[Collection entries]
▼
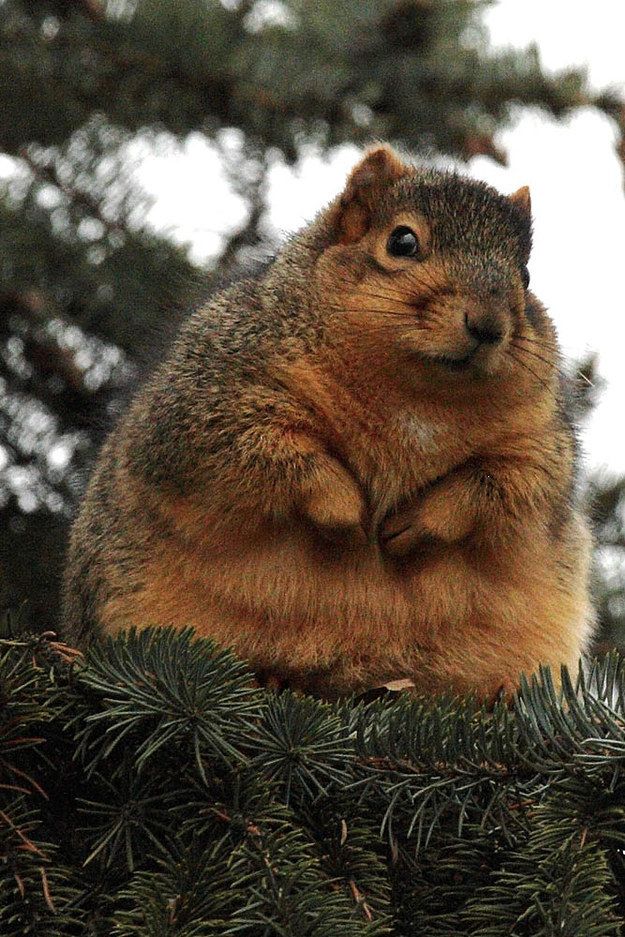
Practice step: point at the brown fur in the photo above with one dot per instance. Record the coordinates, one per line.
(316, 477)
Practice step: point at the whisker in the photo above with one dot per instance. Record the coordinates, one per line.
(525, 365)
(379, 312)
(528, 351)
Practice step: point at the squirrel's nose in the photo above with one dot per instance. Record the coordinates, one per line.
(484, 329)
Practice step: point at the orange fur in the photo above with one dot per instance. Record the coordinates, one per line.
(395, 517)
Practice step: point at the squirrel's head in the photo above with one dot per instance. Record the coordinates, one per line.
(433, 266)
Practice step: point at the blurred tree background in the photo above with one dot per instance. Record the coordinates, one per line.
(88, 291)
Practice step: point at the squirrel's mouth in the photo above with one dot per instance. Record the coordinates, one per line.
(455, 363)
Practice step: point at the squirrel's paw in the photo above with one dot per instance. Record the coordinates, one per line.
(336, 508)
(439, 515)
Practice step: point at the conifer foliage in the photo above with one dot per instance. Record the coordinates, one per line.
(152, 789)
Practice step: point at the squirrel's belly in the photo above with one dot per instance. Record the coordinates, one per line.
(362, 619)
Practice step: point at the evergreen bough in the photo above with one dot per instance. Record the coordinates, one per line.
(152, 789)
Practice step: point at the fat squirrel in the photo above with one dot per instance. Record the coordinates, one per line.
(358, 465)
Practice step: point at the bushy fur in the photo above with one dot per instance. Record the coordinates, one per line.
(328, 475)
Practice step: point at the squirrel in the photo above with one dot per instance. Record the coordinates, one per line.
(358, 465)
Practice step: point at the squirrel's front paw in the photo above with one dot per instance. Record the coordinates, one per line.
(442, 514)
(403, 532)
(336, 507)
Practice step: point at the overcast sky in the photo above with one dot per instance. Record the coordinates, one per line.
(571, 168)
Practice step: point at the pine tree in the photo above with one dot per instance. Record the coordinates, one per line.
(85, 283)
(153, 790)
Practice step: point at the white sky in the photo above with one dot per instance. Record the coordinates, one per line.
(571, 168)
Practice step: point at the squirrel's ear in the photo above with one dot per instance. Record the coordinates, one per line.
(522, 199)
(378, 169)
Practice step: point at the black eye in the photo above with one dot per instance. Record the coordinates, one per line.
(402, 242)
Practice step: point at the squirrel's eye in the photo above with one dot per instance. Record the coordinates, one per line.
(402, 242)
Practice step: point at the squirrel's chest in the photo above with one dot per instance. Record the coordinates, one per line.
(396, 455)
▲
Format every line of the Collection entries above as a JSON list of strings, one string per line, with blank lines omitted. Leave the pictures out of the list.

#### [RESPONSE TO THIS EXERCISE]
[
  "Practice step: point at the brown fur in the photo above with one dot per instance. Record the coordinates, one per line.",
  "(316, 477)",
  "Practice step: point at the whisker in the photo above with one dot per instance. Record the coordinates, one per line.",
  "(525, 365)",
  "(379, 312)",
  "(528, 351)",
  "Practice step: point at the squirrel's nose in the photo above with one dot per instance. Record the coordinates, one per line.",
  "(484, 329)",
  "Practice step: point at the orange fur in the photo above with one dot per instance. Record the coordinates, one per line.",
  "(395, 517)",
  "Practice step: point at the squirrel's head in the photo above with one dot per instance. Record the coordinates, one per line.",
  "(433, 266)",
  "Practice step: point at the blurred tree background in the photo above with one dot per instance. Record the coordinates, one per line.",
  "(88, 291)",
  "Practice step: point at the squirrel's mouth in the photo above with one dot per instance. Record the coordinates, one per line.",
  "(455, 363)",
  "Practice step: point at the squirrel's paw in the photo above with one dot per instance. Record the coordinates, one per line.",
  "(336, 508)",
  "(439, 515)",
  "Practice step: point at the conifer foliage in the photo above with one dot per instance. Record the coordinates, one per line.",
  "(152, 789)",
  "Practice step: point at the squirrel's belly in the photo above with one dot per instance. Record the coordinates, one per line.",
  "(362, 619)",
  "Practice step: point at the evergreen bough in the photo above with one dot per instance. Record the coordinates, one per line.",
  "(152, 789)",
  "Practice step: point at the fat squirrel in the photo above with one dot per instance. Record the coordinates, one per line.",
  "(358, 465)",
  "Practice step: point at the bushy fur in the photo above with one dot per instance. Record the coordinates, one per line.",
  "(328, 475)",
  "Practice step: point at the squirrel in the photo above with one dot per instance. Record the coordinates, one per line.",
  "(358, 465)",
  "Practice step: point at the squirrel's front paw in the photo above with one dot per instance. Record the coordinates, one per line.",
  "(442, 514)",
  "(403, 532)",
  "(336, 507)",
  "Practice step: point at the overcast sky in the photo above with one dot per instance. Record the coordinates, one per line.",
  "(571, 168)",
  "Practice step: point at the pine tree in the photo above with one dot per instance. Record the coordinates, one per line.",
  "(85, 283)",
  "(153, 790)",
  "Practice step: point at the white sky in the photo above with one dot per instance. Record the coordinates, one per line.",
  "(571, 168)",
  "Practice step: point at the squirrel's ear in the photo above with one dot per instance. Record the coordinates, one per line.",
  "(522, 199)",
  "(378, 169)",
  "Practice step: point at the black eye in the photo above with one dot per instance. Record the coordinates, one per line.",
  "(402, 242)",
  "Practice step: point at the squirrel's eye in the photo above with one dot per instance. Record the coordinates, one per line.",
  "(402, 242)",
  "Practice step: point at the squirrel's chest in the photo above with one dot per instance. Record the coordinates, one per line.",
  "(396, 455)"
]